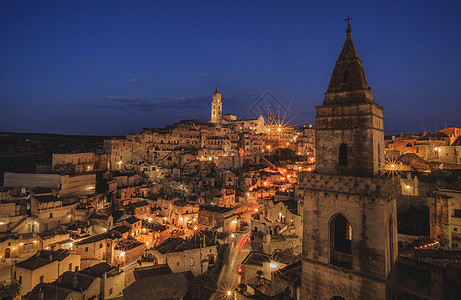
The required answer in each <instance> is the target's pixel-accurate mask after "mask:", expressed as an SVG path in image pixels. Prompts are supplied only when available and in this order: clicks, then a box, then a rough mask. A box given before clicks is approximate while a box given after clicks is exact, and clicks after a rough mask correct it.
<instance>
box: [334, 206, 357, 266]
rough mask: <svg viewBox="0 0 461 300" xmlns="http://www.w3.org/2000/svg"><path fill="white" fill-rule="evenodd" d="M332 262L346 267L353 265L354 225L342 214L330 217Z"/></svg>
mask: <svg viewBox="0 0 461 300" xmlns="http://www.w3.org/2000/svg"><path fill="white" fill-rule="evenodd" d="M329 229H330V263H331V264H333V265H337V266H341V267H344V268H348V269H350V268H351V265H352V256H351V254H352V234H353V232H352V225H351V224H350V222H349V221H348V220H347V218H346V217H345V216H344V215H342V214H336V215H334V216H333V217H332V218H331V219H330V223H329Z"/></svg>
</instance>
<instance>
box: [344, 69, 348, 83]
mask: <svg viewBox="0 0 461 300" xmlns="http://www.w3.org/2000/svg"><path fill="white" fill-rule="evenodd" d="M348 81H349V70H346V71H344V73H343V83H344V82H348Z"/></svg>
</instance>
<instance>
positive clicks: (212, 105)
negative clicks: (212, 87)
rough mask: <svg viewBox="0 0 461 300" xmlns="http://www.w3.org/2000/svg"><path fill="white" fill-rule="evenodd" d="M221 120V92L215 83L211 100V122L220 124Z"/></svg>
mask: <svg viewBox="0 0 461 300" xmlns="http://www.w3.org/2000/svg"><path fill="white" fill-rule="evenodd" d="M221 121H222V102H221V93H220V92H219V90H218V85H216V91H215V92H214V94H213V101H212V102H211V120H210V122H211V123H215V124H221Z"/></svg>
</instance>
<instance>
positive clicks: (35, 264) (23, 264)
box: [16, 249, 69, 270]
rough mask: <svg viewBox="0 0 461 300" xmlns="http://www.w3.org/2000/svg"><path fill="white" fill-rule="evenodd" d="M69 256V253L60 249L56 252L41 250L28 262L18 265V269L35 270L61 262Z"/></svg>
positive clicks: (23, 261)
mask: <svg viewBox="0 0 461 300" xmlns="http://www.w3.org/2000/svg"><path fill="white" fill-rule="evenodd" d="M68 255H69V251H67V250H64V249H59V250H56V251H51V250H39V251H37V253H36V254H35V255H33V256H31V257H29V258H28V259H26V260H23V261H21V262H19V263H17V264H16V267H20V268H24V269H29V270H35V269H38V268H40V267H43V266H46V265H48V264H50V263H52V262H54V261H61V260H63V259H64V258H66V257H67V256H68Z"/></svg>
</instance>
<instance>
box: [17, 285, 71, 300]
mask: <svg viewBox="0 0 461 300" xmlns="http://www.w3.org/2000/svg"><path fill="white" fill-rule="evenodd" d="M41 293H42V294H43V297H41V296H40V294H41ZM71 293H72V290H69V289H66V288H64V287H60V286H56V285H55V284H54V283H39V284H37V285H36V286H35V287H34V288H33V289H32V291H30V292H29V293H28V294H27V295H26V296H25V297H24V299H28V300H39V299H53V300H64V299H66V298H67V296H68V295H69V294H71Z"/></svg>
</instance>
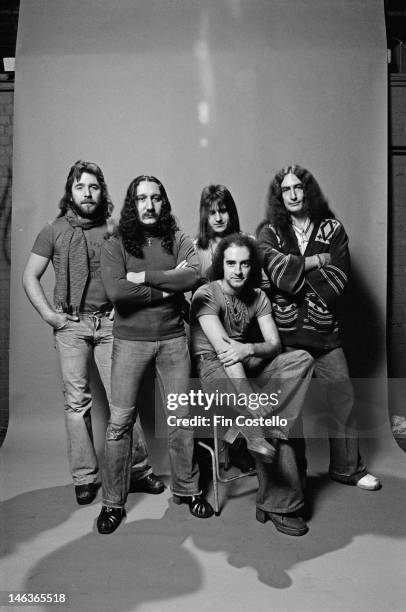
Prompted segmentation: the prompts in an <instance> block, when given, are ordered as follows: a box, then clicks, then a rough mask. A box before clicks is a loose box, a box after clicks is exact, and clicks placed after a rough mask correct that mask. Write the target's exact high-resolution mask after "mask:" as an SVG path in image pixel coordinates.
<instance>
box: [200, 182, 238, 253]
mask: <svg viewBox="0 0 406 612" xmlns="http://www.w3.org/2000/svg"><path fill="white" fill-rule="evenodd" d="M215 206H218V207H223V206H224V207H225V208H226V210H227V212H228V216H229V221H228V226H227V230H228V232H229V233H230V234H234V233H237V232H239V231H240V220H239V218H238V212H237V207H236V205H235V202H234V198H233V196H232V195H231V193H230V191H229V190H228V189H227V187H224V185H208V186H207V187H204V189H203V191H202V195H201V196H200V220H199V231H198V236H197V246H198V248H200V249H207V247H208V246H209V241H210V238H211V236H212V230H211V228H210V226H209V221H208V219H209V214H210V210H212V209H213V207H215Z"/></svg>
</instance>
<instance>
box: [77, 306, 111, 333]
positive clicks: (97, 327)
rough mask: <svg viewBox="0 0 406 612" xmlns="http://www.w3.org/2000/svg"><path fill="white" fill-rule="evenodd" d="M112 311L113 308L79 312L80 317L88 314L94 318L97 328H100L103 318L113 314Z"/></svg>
mask: <svg viewBox="0 0 406 612" xmlns="http://www.w3.org/2000/svg"><path fill="white" fill-rule="evenodd" d="M111 312H112V311H111V310H105V311H101V310H96V311H95V312H81V313H80V314H79V317H81V316H86V317H89V318H90V319H92V321H93V323H94V327H95V329H96V330H98V329H99V327H100V325H101V320H102V318H103V317H109V316H110V315H111Z"/></svg>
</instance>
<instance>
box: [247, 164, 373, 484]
mask: <svg viewBox="0 0 406 612" xmlns="http://www.w3.org/2000/svg"><path fill="white" fill-rule="evenodd" d="M267 217H268V218H267V220H266V221H264V222H263V223H262V224H261V225H260V226H259V230H258V241H259V244H260V247H261V250H262V254H263V264H264V269H265V272H266V274H267V276H268V278H269V282H270V290H269V294H270V296H271V300H272V306H273V313H274V317H275V322H276V324H277V326H278V329H279V333H280V335H281V338H282V342H283V344H284V346H285V347H286V349H287V350H290V349H293V348H295V349H297V348H302V349H305V350H307V351H308V352H310V354H311V355H312V356H313V357H314V359H315V365H314V374H315V376H316V378H320V379H321V380H323V381H324V382H325V383H327V384H326V386H325V387H323V388H325V393H327V398H326V400H327V401H326V403H327V405H328V410H329V413H330V415H331V417H332V418H331V420H330V426H329V439H330V468H329V473H330V477H331V478H332V479H334V480H336V481H338V482H342V483H345V484H349V485H356V486H357V487H359V488H361V489H366V490H368V491H372V490H375V489H378V488H379V487H380V486H381V485H380V482H379V480H378V479H377V478H376V477H375V476H372V475H371V474H368V473H367V470H366V467H365V465H364V463H363V461H362V460H361V458H360V455H359V450H358V435H357V434H356V426H355V423H354V410H353V405H354V394H353V388H352V384H351V381H350V378H349V373H348V366H347V361H346V358H345V355H344V352H343V349H342V345H341V339H340V331H339V322H338V317H337V304H338V302H339V298H340V296H341V295H342V293H343V291H344V289H345V287H346V285H347V282H348V275H349V269H350V257H349V251H348V238H347V234H346V232H345V230H344V227H343V225H342V223H341V222H340V221H338V220H337V219H336V218H335V215H334V213H333V212H332V211H331V209H330V207H329V205H328V202H327V200H326V198H325V197H324V195H323V193H322V191H321V189H320V186H319V184H318V183H317V181H316V179H315V178H314V176H313V175H312V173H311V172H309V171H308V170H306V169H305V168H303V167H301V166H298V165H292V166H287V167H286V168H284V169H283V170H281V171H280V172H278V173H277V174H276V176H275V177H274V179H273V180H272V182H271V184H270V188H269V196H268V215H267ZM300 455H302V457H301V460H300V461H299V468H298V469H299V470H301V471H302V480H303V478H304V476H305V470H306V461H305V459H304V442H303V441H302V444H301V451H300ZM294 467H295V466H294V464H293V463H292V469H293V468H294Z"/></svg>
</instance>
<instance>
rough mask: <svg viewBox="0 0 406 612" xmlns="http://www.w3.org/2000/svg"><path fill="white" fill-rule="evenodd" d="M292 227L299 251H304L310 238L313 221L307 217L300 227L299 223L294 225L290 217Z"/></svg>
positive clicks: (305, 249)
mask: <svg viewBox="0 0 406 612" xmlns="http://www.w3.org/2000/svg"><path fill="white" fill-rule="evenodd" d="M292 227H293V231H294V232H295V234H296V237H297V241H298V243H299V249H300V252H301V253H304V251H305V250H306V247H307V244H308V242H309V239H310V233H311V230H312V229H313V223H312V222H311V221H310V219H307V220H306V222H305V224H304V225H303V226H302V227H300V226H299V225H296V223H294V222H293V219H292Z"/></svg>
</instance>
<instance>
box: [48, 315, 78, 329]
mask: <svg viewBox="0 0 406 612" xmlns="http://www.w3.org/2000/svg"><path fill="white" fill-rule="evenodd" d="M67 321H79V317H77V316H74V315H69V314H67V313H66V312H53V313H52V315H50V316H49V317H47V318H46V322H47V323H48V325H50V326H51V327H53V328H54V329H62V327H65V325H66V323H67Z"/></svg>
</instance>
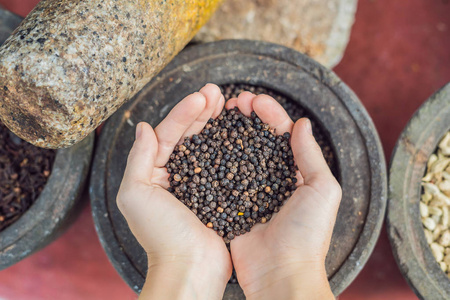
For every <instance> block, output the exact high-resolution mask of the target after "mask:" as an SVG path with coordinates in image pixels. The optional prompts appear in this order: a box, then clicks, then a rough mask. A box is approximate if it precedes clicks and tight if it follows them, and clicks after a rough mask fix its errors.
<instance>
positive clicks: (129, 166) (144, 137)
mask: <svg viewBox="0 0 450 300" xmlns="http://www.w3.org/2000/svg"><path fill="white" fill-rule="evenodd" d="M157 152H158V140H157V139H156V135H155V132H154V131H153V129H152V127H151V126H150V125H149V124H148V123H145V122H141V123H139V124H138V125H137V126H136V140H135V142H134V144H133V147H132V148H131V151H130V154H129V155H128V161H127V166H126V168H125V174H124V176H123V180H122V184H123V185H125V186H131V185H133V184H134V183H136V182H141V183H145V184H148V185H150V184H151V178H152V173H153V167H154V163H155V159H156V155H157Z"/></svg>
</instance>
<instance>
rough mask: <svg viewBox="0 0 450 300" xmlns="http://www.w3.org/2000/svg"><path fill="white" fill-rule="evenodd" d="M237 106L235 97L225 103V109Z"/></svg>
mask: <svg viewBox="0 0 450 300" xmlns="http://www.w3.org/2000/svg"><path fill="white" fill-rule="evenodd" d="M236 106H237V98H231V99H230V100H228V101H227V103H225V108H226V109H227V110H230V109H233V108H235V107H236Z"/></svg>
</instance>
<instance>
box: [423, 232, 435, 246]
mask: <svg viewBox="0 0 450 300" xmlns="http://www.w3.org/2000/svg"><path fill="white" fill-rule="evenodd" d="M424 232H425V239H426V240H427V243H428V244H431V243H432V242H433V234H432V233H431V231H429V230H428V229H425V230H424Z"/></svg>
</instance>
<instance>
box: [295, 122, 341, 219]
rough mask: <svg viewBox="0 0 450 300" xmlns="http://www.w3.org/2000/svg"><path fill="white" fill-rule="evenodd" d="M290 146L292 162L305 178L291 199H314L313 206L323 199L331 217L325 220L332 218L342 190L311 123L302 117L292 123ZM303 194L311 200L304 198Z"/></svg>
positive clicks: (340, 197)
mask: <svg viewBox="0 0 450 300" xmlns="http://www.w3.org/2000/svg"><path fill="white" fill-rule="evenodd" d="M291 146H292V152H293V154H294V159H295V163H296V164H297V166H298V169H299V171H300V174H301V175H302V177H303V179H304V186H300V187H299V188H298V189H297V190H296V191H295V192H294V194H293V196H292V197H293V198H307V199H309V200H314V201H312V203H316V205H317V203H318V202H317V201H321V200H325V203H323V204H325V205H326V206H327V207H328V208H330V209H329V210H328V211H329V212H330V213H331V214H332V215H330V216H328V217H330V218H331V217H333V216H334V217H335V215H336V213H337V210H338V208H339V203H340V201H341V194H342V192H341V187H340V185H339V183H338V182H337V180H336V178H334V176H333V174H332V173H331V170H330V168H329V167H328V165H327V163H326V161H325V158H324V157H323V154H322V150H321V149H320V146H319V145H318V144H317V142H316V140H315V138H314V136H313V135H312V129H311V122H310V121H309V120H308V119H306V118H302V119H300V120H298V121H297V122H296V123H295V125H294V129H293V131H292V137H291ZM305 193H307V194H309V195H311V196H312V197H304V196H305ZM314 195H315V196H314ZM300 201H302V200H300ZM303 201H306V200H305V199H304V200H303ZM332 219H333V218H332Z"/></svg>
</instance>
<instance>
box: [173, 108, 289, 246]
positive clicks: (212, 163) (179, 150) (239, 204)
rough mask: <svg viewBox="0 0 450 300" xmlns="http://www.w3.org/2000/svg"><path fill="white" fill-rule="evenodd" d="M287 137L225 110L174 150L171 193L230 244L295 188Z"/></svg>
mask: <svg viewBox="0 0 450 300" xmlns="http://www.w3.org/2000/svg"><path fill="white" fill-rule="evenodd" d="M289 139H290V134H289V133H284V134H282V135H277V133H276V132H274V130H272V129H271V128H270V127H269V125H267V124H264V123H263V122H262V121H261V120H260V119H259V118H258V117H257V115H256V114H255V113H254V112H253V113H252V114H251V117H246V116H244V115H243V114H242V113H241V112H239V110H238V109H237V108H235V109H232V110H223V111H222V113H221V114H220V116H219V117H217V118H216V119H214V120H213V119H210V120H209V121H208V123H207V124H206V126H205V127H204V129H203V130H202V132H201V133H200V134H198V135H193V136H192V138H186V139H185V140H184V142H183V143H182V144H181V145H179V146H177V147H176V148H175V150H174V152H173V153H172V154H171V156H170V159H169V161H168V163H167V165H166V167H167V171H168V173H169V174H170V177H169V182H170V188H169V191H170V192H171V193H173V195H175V197H177V198H178V199H179V200H180V201H181V202H182V203H184V204H185V205H186V206H187V207H189V208H190V209H191V211H192V212H193V213H195V214H196V215H197V217H198V218H199V219H200V220H201V221H202V222H203V224H205V225H206V226H207V227H209V228H212V229H214V230H215V231H217V233H218V234H219V235H220V236H222V237H224V241H225V242H227V243H228V242H229V241H230V240H232V239H233V238H234V237H235V236H239V235H242V234H244V233H246V232H249V231H250V230H251V228H252V227H253V226H254V225H255V224H256V223H266V222H267V221H269V220H270V218H271V217H272V215H273V214H274V213H276V212H278V211H279V210H280V207H281V206H282V205H283V204H284V203H285V201H286V200H287V199H288V198H289V197H290V196H291V194H292V192H293V191H294V190H295V183H296V177H295V175H296V170H297V169H296V166H295V163H294V158H293V154H292V150H291V147H290V143H289Z"/></svg>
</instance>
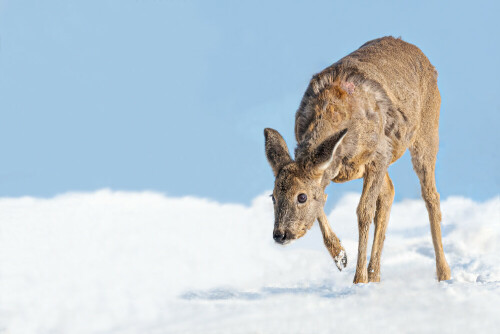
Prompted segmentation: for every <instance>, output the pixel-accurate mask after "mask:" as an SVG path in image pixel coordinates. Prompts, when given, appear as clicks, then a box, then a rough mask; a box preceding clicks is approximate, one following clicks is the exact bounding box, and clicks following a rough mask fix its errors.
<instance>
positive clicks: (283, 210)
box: [265, 37, 450, 283]
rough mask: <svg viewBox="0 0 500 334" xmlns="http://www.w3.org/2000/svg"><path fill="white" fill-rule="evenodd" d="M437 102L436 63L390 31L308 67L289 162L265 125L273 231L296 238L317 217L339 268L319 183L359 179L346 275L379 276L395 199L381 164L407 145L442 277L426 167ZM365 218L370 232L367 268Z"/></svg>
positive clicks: (359, 279)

■ ■ ■ ■ ■

_WHAT IS EXPECTED:_ Turn the lines from the start through the line containing "box: [16, 249, 69, 270]" into a numbered list, skipping blank lines and leaving out the pictures.

_COMPLETED TASK:_
1. The required answer in each <instance> is the target's pixel-accurate mask after "mask:", expressed as an SVG path in image pixels. Prompts are supplied only when available and in this order: clicks, then a box, then a rough mask. A box given before clicks is approximate while a box given after clicks is exact, and clicks after a rough mask correct it.
2. <instance>
3. box: [334, 206, 357, 266]
4. rough mask: <svg viewBox="0 0 461 300" xmlns="http://www.w3.org/2000/svg"><path fill="white" fill-rule="evenodd" d="M332 262L346 267L353 265L354 225L342 214L330 217Z"/></svg>
5. mask: <svg viewBox="0 0 461 300" xmlns="http://www.w3.org/2000/svg"><path fill="white" fill-rule="evenodd" d="M329 229H330V263H331V264H333V265H337V266H341V267H344V268H348V269H350V268H351V265H352V256H351V254H352V234H353V232H352V225H351V224H350V222H349V221H348V220H347V218H346V217H345V216H344V215H342V214H336V215H334V216H333V217H332V218H331V219H330V223H329Z"/></svg>
6. </instance>
7. <instance>
8. box: [344, 69, 348, 83]
9. mask: <svg viewBox="0 0 461 300" xmlns="http://www.w3.org/2000/svg"><path fill="white" fill-rule="evenodd" d="M348 81H349V70H346V71H344V73H343V83H344V82H348Z"/></svg>
10. </instance>
11. <instance>
12. positive clicks: (212, 105)
13. negative clicks: (212, 87)
14. rough mask: <svg viewBox="0 0 461 300" xmlns="http://www.w3.org/2000/svg"><path fill="white" fill-rule="evenodd" d="M221 120V92L215 83L211 100V122L220 124Z"/></svg>
15. mask: <svg viewBox="0 0 461 300" xmlns="http://www.w3.org/2000/svg"><path fill="white" fill-rule="evenodd" d="M221 121H222V102H221V93H220V92H219V90H218V85H216V91H215V92H214V94H213V101H212V102H211V120H210V122H211V123H215V124H221Z"/></svg>
16. </instance>
17. <instance>
18. positive clicks: (35, 264) (23, 264)
19. box: [16, 249, 69, 270]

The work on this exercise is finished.